## Data for processing:

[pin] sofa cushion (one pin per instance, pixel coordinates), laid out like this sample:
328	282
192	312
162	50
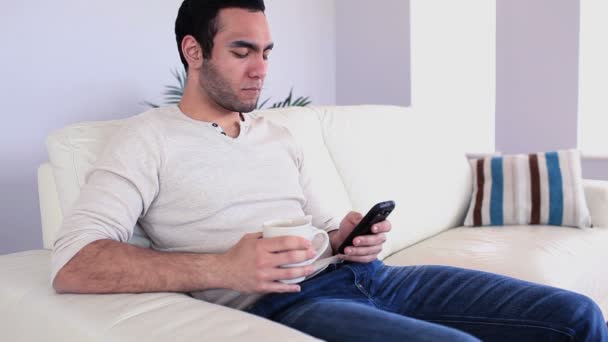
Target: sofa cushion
396	153
539	188
31	311
569	258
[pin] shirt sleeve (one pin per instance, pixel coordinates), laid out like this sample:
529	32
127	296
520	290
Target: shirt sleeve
118	190
315	203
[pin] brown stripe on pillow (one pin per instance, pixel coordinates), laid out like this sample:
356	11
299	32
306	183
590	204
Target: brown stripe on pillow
479	197
535	188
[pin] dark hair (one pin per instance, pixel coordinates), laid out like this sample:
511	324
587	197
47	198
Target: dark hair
198	18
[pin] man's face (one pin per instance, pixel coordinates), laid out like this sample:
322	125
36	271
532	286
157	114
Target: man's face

## Assigned task:
The whole listing above, line by line, needs to be copied exactly, except for any images.

## Answer space:
[pin] sofa cushion (one pin per instance, pixel coordinates), laid out like this sample:
328	282
192	312
162	50
Target: sofa cushion
396	153
539	188
31	311
569	258
[pin] shirt sleeve (one pin per instance, pixel coordinates), laid out like this sample:
529	32
127	296
520	290
Target: shirt sleeve
118	190
315	203
[pin] brown stripe on pillow (one pin per instance, pixel coordinates), laid out like this sample:
356	11
299	32
306	183
590	204
Target: brown stripe on pillow
479	197
535	188
[pin] dark hair (one pin per instance, pixel coordinates), laid out like this sample:
511	324
587	197
47	198
Target: dark hair
198	18
[pin] man's face (one pin per instance, pixel coordinates), laid out like this sample:
322	125
36	271
532	286
157	114
Target: man's face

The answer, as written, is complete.